━━━ Supplied data ━━━

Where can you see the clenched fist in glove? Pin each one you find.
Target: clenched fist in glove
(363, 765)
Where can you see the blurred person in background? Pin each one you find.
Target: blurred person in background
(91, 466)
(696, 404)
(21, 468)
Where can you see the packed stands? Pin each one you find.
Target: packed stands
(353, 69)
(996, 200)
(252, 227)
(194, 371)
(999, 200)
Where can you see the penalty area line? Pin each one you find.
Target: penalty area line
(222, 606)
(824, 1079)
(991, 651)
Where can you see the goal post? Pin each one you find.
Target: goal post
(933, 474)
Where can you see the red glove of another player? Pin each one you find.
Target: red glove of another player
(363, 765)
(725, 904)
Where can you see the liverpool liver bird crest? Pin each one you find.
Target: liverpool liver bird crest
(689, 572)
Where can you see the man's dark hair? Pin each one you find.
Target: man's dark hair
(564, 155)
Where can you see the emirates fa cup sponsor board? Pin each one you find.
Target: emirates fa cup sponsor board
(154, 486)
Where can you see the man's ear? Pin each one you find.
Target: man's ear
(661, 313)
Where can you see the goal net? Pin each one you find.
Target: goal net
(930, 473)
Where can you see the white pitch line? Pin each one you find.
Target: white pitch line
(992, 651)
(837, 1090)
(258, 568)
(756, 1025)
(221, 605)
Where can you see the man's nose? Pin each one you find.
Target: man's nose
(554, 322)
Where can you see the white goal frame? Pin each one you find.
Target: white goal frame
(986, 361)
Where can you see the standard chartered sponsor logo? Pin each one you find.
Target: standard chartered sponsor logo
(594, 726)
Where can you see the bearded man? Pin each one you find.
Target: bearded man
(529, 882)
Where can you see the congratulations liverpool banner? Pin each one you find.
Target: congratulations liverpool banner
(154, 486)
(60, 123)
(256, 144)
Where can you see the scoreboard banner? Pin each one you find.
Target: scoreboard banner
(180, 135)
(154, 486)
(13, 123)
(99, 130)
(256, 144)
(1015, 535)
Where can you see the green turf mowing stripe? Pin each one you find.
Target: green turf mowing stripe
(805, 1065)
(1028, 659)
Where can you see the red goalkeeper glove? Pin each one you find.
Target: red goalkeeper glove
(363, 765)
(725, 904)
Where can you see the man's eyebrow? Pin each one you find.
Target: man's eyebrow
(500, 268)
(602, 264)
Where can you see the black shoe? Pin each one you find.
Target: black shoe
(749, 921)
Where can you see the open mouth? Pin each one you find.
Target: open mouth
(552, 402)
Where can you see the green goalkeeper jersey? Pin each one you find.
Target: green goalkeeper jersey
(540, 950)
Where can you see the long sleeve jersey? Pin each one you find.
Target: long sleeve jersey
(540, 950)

━━━

**Exercise brief:**
Copy every line of the listing above word for word.

**Right answer:**
Where can you see the clenched fist in glove? Pin each one you find.
Target: clenched fist in glove
(363, 765)
Where can you see the blurred person in background? Pin each one you find.
Target: blurred person in background
(91, 466)
(696, 404)
(21, 468)
Where can you see the packed stands? Pin each one you find.
Target: packed stands
(353, 69)
(996, 200)
(252, 227)
(194, 371)
(999, 200)
Where can you see the penalty area line? Pin each one you find.
Target: penalty area line
(222, 606)
(824, 1079)
(991, 651)
Where can you see the goal post? Pin each one you find.
Target: goal post
(933, 474)
Where can you see the red glove of another player? Pin each one you find.
Target: red glove of another player
(363, 765)
(725, 904)
Where can you see the liverpool liver bird crest? Pin each one you find.
Target: liverpool liver bird crest
(689, 572)
Where can you see the man's dark hair? Pin each one you find.
Target: man's dark hair
(564, 155)
Where can you see the emirates fa cup sponsor board? Pin each one you find.
Target: emirates fa cup sponsor board
(154, 486)
Where can you see the man's ear? Pin each one you find.
Target: man's ear
(661, 313)
Where can you see the goal net? Pin each one you find.
Target: goal net
(930, 473)
Where can you see the white pitch line? Pin each one you find.
Target: white pitch line
(992, 651)
(837, 1090)
(258, 568)
(756, 1025)
(221, 605)
Where can you see the man's nose? Pin each one you find.
Target: man's nose
(554, 322)
Where can you see the white goal frame? Pin each one you find.
Target: white goal frame
(986, 361)
Where can you see the standard chartered sponsor logo? Pin each one you find.
Target: standard chartered sponsor logo
(594, 726)
Where can you see the bearded man? Pin each one you find.
Target: bearded man
(529, 882)
Where can you see the congratulations liverpool banner? Pin each one you find.
Target: congratulations liverpool banner
(154, 486)
(60, 123)
(256, 144)
Where can you see the scoreboard banner? Pin each one you find.
Target: scoreboard banner
(180, 135)
(154, 486)
(13, 123)
(99, 130)
(256, 144)
(1015, 535)
Where can you see the green turf mowing stripe? Pin each one you find.
Target: green turf mowing stripe
(805, 1065)
(1028, 659)
Where can you see the red goalkeeper glove? Pin each one you find.
Target: red goalkeeper glove
(363, 765)
(725, 904)
Where can you see the man's eyebrow? Pin each one you find.
Target: man's eyebrow
(500, 268)
(602, 264)
Where can you see the black shoe? Pin each one you find.
Target: black shoe
(749, 921)
Where can you see the open mouth? Pin each one you find.
Target: open mouth
(552, 402)
Where can you see the green goalkeeper jersey? Pin each one you find.
Target: green goalkeeper jersey
(540, 950)
Where can you see the long sleeve jersey? Pin each one you find.
Target: long sleeve jersey
(540, 950)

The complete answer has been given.